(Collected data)
-------------------------

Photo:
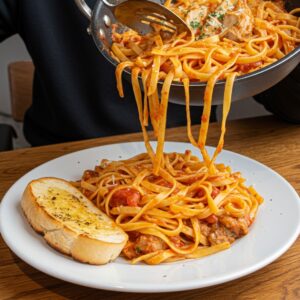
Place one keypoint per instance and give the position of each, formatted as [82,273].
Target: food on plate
[182,212]
[70,222]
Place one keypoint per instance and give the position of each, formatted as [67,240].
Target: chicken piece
[220,234]
[239,226]
[238,24]
[195,18]
[149,243]
[213,23]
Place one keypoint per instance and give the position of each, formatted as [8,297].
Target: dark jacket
[74,92]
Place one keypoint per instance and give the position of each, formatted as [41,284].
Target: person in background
[74,90]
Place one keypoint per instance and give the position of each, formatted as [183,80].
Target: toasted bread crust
[80,246]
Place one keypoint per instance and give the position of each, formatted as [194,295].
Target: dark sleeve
[8,18]
[283,99]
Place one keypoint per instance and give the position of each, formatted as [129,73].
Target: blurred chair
[20,76]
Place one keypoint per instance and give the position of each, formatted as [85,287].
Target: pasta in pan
[175,206]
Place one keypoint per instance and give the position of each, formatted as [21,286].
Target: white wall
[12,49]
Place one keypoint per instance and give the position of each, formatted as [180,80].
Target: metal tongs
[140,15]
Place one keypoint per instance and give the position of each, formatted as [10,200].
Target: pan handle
[84,8]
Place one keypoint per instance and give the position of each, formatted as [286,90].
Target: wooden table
[266,139]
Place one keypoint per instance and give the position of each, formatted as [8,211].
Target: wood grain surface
[266,139]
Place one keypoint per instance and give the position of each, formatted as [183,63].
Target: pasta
[175,206]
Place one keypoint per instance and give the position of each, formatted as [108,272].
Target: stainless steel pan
[245,86]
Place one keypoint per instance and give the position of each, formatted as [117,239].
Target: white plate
[277,226]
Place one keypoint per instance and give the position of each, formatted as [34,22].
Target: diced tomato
[215,192]
[200,193]
[176,241]
[125,197]
[166,67]
[212,219]
[88,174]
[245,68]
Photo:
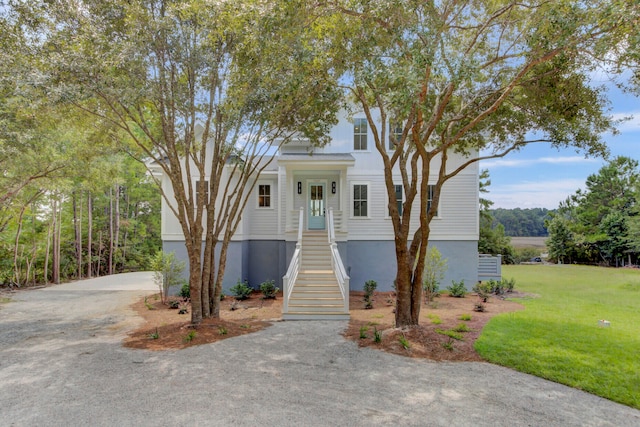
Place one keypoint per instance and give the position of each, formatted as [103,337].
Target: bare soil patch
[165,329]
[428,340]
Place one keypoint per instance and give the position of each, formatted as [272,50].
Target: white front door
[316,206]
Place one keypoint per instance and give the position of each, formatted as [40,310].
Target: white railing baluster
[336,263]
[289,279]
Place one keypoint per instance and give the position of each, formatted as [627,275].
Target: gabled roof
[317,159]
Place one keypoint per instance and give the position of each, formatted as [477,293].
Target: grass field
[558,336]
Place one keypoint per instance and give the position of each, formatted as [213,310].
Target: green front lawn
[558,337]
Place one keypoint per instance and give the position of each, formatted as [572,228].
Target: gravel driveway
[61,364]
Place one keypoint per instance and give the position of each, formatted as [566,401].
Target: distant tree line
[601,224]
[522,222]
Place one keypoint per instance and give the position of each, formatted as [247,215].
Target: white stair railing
[289,279]
[336,263]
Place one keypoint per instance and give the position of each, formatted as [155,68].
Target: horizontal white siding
[262,222]
[457,212]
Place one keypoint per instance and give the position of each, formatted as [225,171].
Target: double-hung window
[360,200]
[395,133]
[359,134]
[430,199]
[264,196]
[398,189]
[206,192]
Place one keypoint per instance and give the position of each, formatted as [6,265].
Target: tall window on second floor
[206,192]
[395,133]
[360,200]
[264,196]
[398,198]
[430,199]
[359,134]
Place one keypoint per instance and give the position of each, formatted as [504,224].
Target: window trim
[269,185]
[206,190]
[401,200]
[362,123]
[352,214]
[393,127]
[430,201]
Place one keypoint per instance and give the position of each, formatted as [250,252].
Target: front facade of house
[346,177]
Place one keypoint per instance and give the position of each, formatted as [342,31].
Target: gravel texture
[62,364]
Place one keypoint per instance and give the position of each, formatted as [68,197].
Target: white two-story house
[310,200]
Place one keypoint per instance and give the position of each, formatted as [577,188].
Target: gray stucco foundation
[260,260]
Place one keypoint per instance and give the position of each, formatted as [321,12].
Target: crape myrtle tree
[203,90]
[480,78]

-------------------------

* **EXERCISE BRIEF**
Reproduce the lines of the entries above exactly, but only from the line containing "formatted as [225,171]." through the final line.

* **CORRECT ANSWER**
Place one keypoint per instance and give the position of each, formatted as [225,171].
Target: double-hung window
[360,200]
[395,133]
[359,134]
[430,199]
[264,196]
[398,189]
[206,192]
Place one keypoint per instance and give the position of each, formatted as [6,265].
Target: tall window on second floor
[206,192]
[395,133]
[360,200]
[264,196]
[398,198]
[430,199]
[359,134]
Place one keypoint per instance and give the position of each, formatted as [504,224].
Target: window trim
[269,185]
[206,190]
[401,200]
[362,123]
[352,214]
[393,127]
[430,201]
Place one keypoint per instance and give the position of each, formatted as [250,252].
Target: front facade of house
[346,177]
Place one keypoint per instance and give the position of each, formatted as [342,31].
Target: gravel texture
[62,364]
Place one keypoint per instance and give the position of each, formatted as [68,197].
Target: white two-story house
[310,200]
Place one keypoint per instance and give the position of each, formatted as [577,188].
Target: gray stucco foundation
[260,260]
Place one keypoint per instance and give the position of each, formatted as [321,12].
Target: crape myrtle tree
[203,90]
[480,78]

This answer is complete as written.